▶ **WHAT IS EXPECTED**:
In the passage on Sacramento and homelessness, restate the text from "So why does" up to and including "county live here.", swapping "compassionate" for "humane".

▶ **SOURCE PASSAGE**:
Does Sacramento want to house, or arrest, the homeless?

Is Sacramento trying to arrest more homeless people simply because they can’t afford a place to live?

That’s what the city seems to be signaling by asking the Supreme Court to weigh in on a 9th U.S. Circuit Court of Appeals ruling that said prosecuting homeless people for camping violates their constitutional rights.

City Attorney Susana Alcala Wood said that, after a consultation with City Manager Howard Chan, she is adding the city to an amicus brief drafted on behalf of multiple California localities. It asks the U.S. Supreme Court to take up an appeal that’s been filed by the city of Boise, Idaho.

Alcala Wood said the court’s decision is “broad” and “creates confusion.”

“We need clarification,” she said.


In 2009, six homeless people sued Boise over the city’s law against sleeping in public places. In 2018, the appeals court ruled in favor of the homeless, citing that punishing them for sleeping outside constitutes cruel and unusual punishment, violating the Eighth Amendment.

“As a result, just as the state may not criminalize the state of being ‘homeless in public places,’ the state may not ‘criminalize conduct that is an unavoidable consequence of being homeless – namely sitting, lying, or sleeping on the streets,’” wrote Judge Marsha Berzon, according to the Associated Press.

Following the ruling, Sacramento County park rangers stopped issuing citations to homeless people who were camping out, reported Sacramento Bee reporter Alexandra Yoon-Hendricks.

So why does the city now, as Yoon-Hendricks reported, want the Boise case to get a second look? Do they want to start issuing citations again? Do they want greater leeway in arresting people who have nowhere else to go?

Forcing the stress and expense of prosecution on people who can’t afford shelter only makes it more likely they will remain in dire circumstances. At a time when the city had finally seemed to be adopting a compassionate approach to its homelessness crisis, this move sends a different message.

The county of Sacramento is also supporting a Supreme Court review of the Boise case. But the impact of an appeal would be greater in the city, given the fact that most of the more than 5,500 homeless in the county live here.

▶ **RAW DATA**:
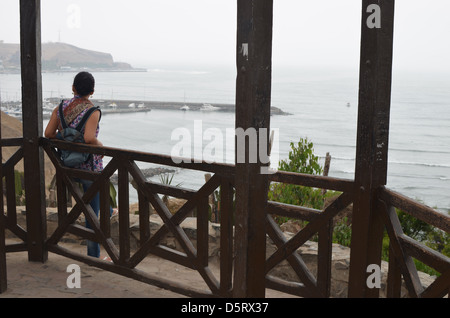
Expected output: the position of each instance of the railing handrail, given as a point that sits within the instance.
(416, 209)
(187, 163)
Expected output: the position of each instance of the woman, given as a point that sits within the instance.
(74, 109)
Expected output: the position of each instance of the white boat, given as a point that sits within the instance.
(209, 107)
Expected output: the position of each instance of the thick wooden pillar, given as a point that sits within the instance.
(372, 141)
(30, 50)
(253, 92)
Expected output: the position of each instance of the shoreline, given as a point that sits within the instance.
(130, 106)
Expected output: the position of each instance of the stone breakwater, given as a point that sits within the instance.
(128, 106)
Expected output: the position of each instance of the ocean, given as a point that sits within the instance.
(323, 107)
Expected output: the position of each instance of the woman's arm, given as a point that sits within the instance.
(52, 126)
(91, 128)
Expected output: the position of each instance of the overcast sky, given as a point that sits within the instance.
(152, 33)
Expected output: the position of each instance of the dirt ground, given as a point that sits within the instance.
(49, 280)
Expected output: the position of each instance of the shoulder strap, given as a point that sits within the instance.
(86, 117)
(61, 116)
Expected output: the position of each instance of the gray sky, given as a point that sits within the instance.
(150, 33)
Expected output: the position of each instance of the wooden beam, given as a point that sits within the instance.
(372, 140)
(3, 273)
(253, 95)
(30, 50)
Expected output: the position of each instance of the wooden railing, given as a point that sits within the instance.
(403, 248)
(195, 255)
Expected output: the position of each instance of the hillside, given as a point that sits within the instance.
(61, 57)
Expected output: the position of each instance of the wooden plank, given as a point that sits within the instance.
(11, 209)
(324, 255)
(144, 218)
(416, 209)
(372, 144)
(253, 95)
(293, 258)
(292, 211)
(30, 52)
(203, 232)
(143, 157)
(226, 238)
(394, 279)
(105, 209)
(138, 275)
(308, 180)
(404, 261)
(61, 195)
(124, 214)
(3, 270)
(423, 253)
(9, 142)
(310, 229)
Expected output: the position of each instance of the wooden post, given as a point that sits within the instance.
(3, 274)
(30, 50)
(372, 141)
(253, 92)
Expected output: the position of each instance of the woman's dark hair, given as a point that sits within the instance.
(84, 83)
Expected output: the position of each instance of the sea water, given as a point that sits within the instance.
(322, 105)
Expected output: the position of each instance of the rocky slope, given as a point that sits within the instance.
(61, 56)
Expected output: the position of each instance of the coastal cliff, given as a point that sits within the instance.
(57, 56)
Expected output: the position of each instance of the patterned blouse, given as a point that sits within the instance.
(97, 163)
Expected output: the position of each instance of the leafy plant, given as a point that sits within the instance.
(301, 160)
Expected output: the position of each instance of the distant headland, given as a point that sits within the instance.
(63, 57)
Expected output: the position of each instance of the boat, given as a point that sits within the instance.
(209, 107)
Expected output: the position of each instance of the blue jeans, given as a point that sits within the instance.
(93, 248)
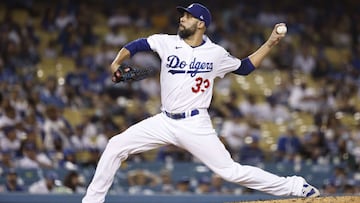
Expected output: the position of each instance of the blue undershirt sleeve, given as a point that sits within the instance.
(138, 46)
(245, 68)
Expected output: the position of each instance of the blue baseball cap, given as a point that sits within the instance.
(198, 11)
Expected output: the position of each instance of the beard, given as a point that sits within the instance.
(187, 32)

▶ **EXPECTED ANSWER**:
So why does the city now, as Yoon-Hendricks reported, want the Boise case to get a second look? Do they want to start issuing citations again? Do they want greater leeway in arresting people who have nowhere else to go?

Forcing the stress and expense of prosecution on people who can’t afford shelter only makes it more likely they will remain in dire circumstances. At a time when the city had finally seemed to be adopting a humane approach to its homelessness crisis, this move sends a different message.

The county of Sacramento is also supporting a Supreme Court review of the Boise case. But the impact of an appeal would be greater in the city, given the fact that most of the more than 5,500 homeless in the county live here.